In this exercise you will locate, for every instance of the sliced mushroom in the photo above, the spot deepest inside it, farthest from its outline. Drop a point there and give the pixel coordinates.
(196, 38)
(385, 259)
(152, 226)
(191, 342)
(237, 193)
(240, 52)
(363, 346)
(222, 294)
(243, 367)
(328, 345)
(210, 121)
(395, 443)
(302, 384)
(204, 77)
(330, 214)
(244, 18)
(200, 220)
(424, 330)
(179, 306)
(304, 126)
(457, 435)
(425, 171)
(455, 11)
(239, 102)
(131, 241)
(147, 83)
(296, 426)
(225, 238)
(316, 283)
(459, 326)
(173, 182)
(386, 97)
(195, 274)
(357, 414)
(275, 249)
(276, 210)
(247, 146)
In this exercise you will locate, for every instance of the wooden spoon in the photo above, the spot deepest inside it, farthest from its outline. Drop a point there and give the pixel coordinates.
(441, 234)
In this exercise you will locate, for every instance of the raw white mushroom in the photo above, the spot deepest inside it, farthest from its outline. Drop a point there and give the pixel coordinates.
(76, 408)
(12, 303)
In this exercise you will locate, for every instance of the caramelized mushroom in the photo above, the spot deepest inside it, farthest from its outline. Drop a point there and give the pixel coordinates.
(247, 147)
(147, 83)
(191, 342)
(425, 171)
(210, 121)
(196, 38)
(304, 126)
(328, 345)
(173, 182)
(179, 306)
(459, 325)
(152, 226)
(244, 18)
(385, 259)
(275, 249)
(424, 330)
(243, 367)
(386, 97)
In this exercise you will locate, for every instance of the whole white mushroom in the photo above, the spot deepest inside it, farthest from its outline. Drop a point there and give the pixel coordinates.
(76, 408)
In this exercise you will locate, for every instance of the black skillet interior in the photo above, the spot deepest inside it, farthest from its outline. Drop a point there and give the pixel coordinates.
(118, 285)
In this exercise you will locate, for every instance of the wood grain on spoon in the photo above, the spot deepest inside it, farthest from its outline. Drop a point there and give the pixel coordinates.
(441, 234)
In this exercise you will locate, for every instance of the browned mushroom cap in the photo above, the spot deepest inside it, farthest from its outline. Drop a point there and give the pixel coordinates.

_TASK OBJECTIVE_
Copy all of the records above word for word, without changing anything.

_FULL ANSWER_
In this exercise you will locate, for every instance of the sliced mushroom in the photo above, the spot deepest inside it, farthest from its outline. Drop a point there and give the pixel coordinates.
(196, 38)
(385, 259)
(152, 226)
(191, 342)
(237, 193)
(240, 52)
(363, 346)
(222, 294)
(243, 367)
(328, 345)
(210, 121)
(395, 443)
(302, 384)
(204, 77)
(330, 214)
(244, 18)
(200, 220)
(424, 330)
(179, 306)
(304, 126)
(457, 435)
(425, 171)
(455, 11)
(239, 102)
(131, 241)
(147, 83)
(296, 426)
(225, 238)
(316, 283)
(459, 326)
(173, 182)
(386, 97)
(195, 274)
(357, 414)
(275, 249)
(276, 210)
(247, 146)
In this exercise you will locate, for every instance of the wooden spoon in the photo above, the spot deepest inside it, farthest from its outline. Drop a point there and give the pixel coordinates.
(441, 234)
In this exercise you will locate, for every instance of the raw white mushroom in the photo above, the spot deepest inside it, farthest from its outline. Drop a point there and give the pixel coordinates.
(76, 408)
(12, 303)
In this exercise you will locate, for every instance of the caramelized mushroom in the photo above, the spot deepest inside it, farthest from its outline. Drop a point there and give the pixel coordinates.
(247, 147)
(147, 83)
(191, 342)
(425, 171)
(210, 121)
(196, 38)
(304, 126)
(328, 345)
(173, 182)
(179, 306)
(459, 325)
(152, 226)
(244, 18)
(385, 259)
(275, 249)
(424, 330)
(243, 367)
(386, 97)
In this exercise you will locate, for every instance of the whole white mushroom in the photo above, the spot deepest inside it, farthest from its outline. Drop a point there and give the pixel coordinates.
(76, 408)
In this exercise you will locate, for every instance of the black skillet interior in the photo above, the spot deepest inside it, farthest from its outline. Drop a point there and give the pixel coordinates.
(118, 285)
In this exercise you will locate, for every instance of the wood grain on spoon in the photo above, the spot deepest inside it, farthest from its outline. Drop a point there and give the pixel coordinates.
(441, 234)
In this exercise you will locate, for every instance of the browned mushroom cap in the photo above, the spot deepest inside it, farthest from its outline. Drop a point there and give the pixel coordinates.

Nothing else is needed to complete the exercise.